YEAKEL, District Judge.

Appellants Former Employees of IBM Corporation, Global Services Division and James Fusco (collectively the “IBM Employees”); and Barbara L. Pineau, Dick Young, and John F. Lake (on behalf of all others similarly situated) (collectively the “Computer Horizons Employees”) filed consolidated appeals challenging three holdings of the Court of International Trade (“CIT”) in a trade-adjustment-assistance (“TAA”) dispute. Appellants contend the CIT erred in dismissing certain of them claims for lack of jurisdiction; denying Appellants’ motion for class certification; and denying Appellant’ application for attorney’s fees and expenses under the Equal Access to Justice Act, 28 U.S.C. § 2412 (2006). We affirm.

BACKGROUND

Appellants were software programmers who worked at either IBM Corporation’s Global Services Division in Piscataway or Middletown, New Jersey (the IBM Employees) or at Computer Horizons Corpo *904 ration in Irving, Texas (the Computer Horizons Employees). In 2002, Appellants were separated from their respective employment and later that same year petitioned the Department of Labor (the “Department”) for certification of TAA eligibility under the Trade Act of 1974 (“Trade Act”), 19 U.S.C. §§ 2251-2495 (2005 & Supp.2007). The Trade Act offers certain forms of TAA to workers involved in the production of an “article” who lose their jobs due to increased competition from “foreign articles” or due to the shifting of production abroad. 19 U.S.C. § 2272(a)(2000). An applicant must file a petition with the Department requesting certification for assistance eligibility. See 19 U.S.C. § 2271(a). Following an investigation, the Department issues a determination granting or denying the petition. If the petition is denied, the applicant may seek reconsideration by the Department and judicial review by the CIT. See 19 U.S.C. § 2395; 29 C.F.R. § 90.18-90.19.

On March 23, 2003, the Department denied both sets of employees’ petitions on the basis that neither of Appellants’ employers produced an “article” under section 222 of the Trade Act, 19 U.S.C. § 2272(a). See Notice of Determination Regarding Eligibility to Apply for Worker Adjustment Assistance and NAFTA Transitional Adjustment Assistance, 68 Fed.Reg. 16,833-01 (Dep’t of Labor Apr. 7, 2003). On April 29, 2003, the IBM Employees filed a Request for Administrative Reconsideration of the Department’s denial of their petition for TAA. The Computer Horizons Employees did not seek reconsideration of the Department’s decision. On June 26, 2003, the Department issued its reconsideration determination affirming its earlier decision denying TAA to the IBM Employees. See IBM Corporation, Global Services Division, Middletown, N.J.; Notice of Negative Determination Regarding Application for Reconsideration, 68 Fed.Reg. 41,845-02 (Dep’t of Labor July 15, 2003).
________________________
- _STATED TASK_
Rewrite the appeal opinion from "Appellants Former Employees" to "(2006). We affirm.", replacing "consolidated" with "combined".

- _INFORMATION SHOWN_
________________________
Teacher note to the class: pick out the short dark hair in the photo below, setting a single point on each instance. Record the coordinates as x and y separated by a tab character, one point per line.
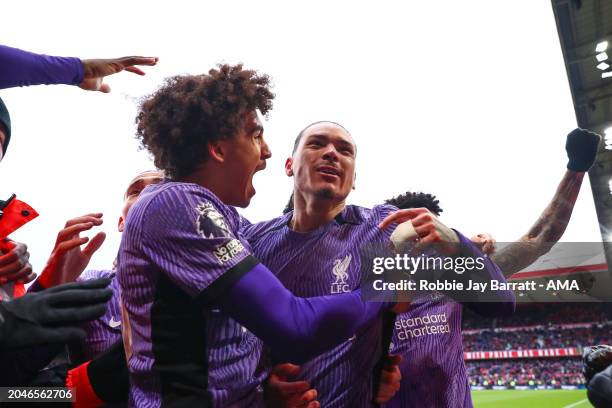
416	200
177	122
299	136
________________________
- _FULL OUTPUT_
Appellants Former Employees of IBM Corporation, Global Services Division and James Fusco (collectively the “IBM Employees”); and Barbara L. Pineau, Dick Young, and John F. Lake (on behalf of all others similarly situated) (collectively the “Computer Horizons Employees”) filed combined appeals challenging three holdings of the Court of International Trade (“CIT”) in a trade-adjustment-assistance (“TAA”) dispute. Appellants contend the CIT erred in dismissing certain of them claims for lack of jurisdiction; denying Appellants’ motion for class certification; and denying Appellant’ application for attorney’s fees and expenses under the Equal Access to Justice Act, 28 U.S.C. § 2412 (2006). We affirm.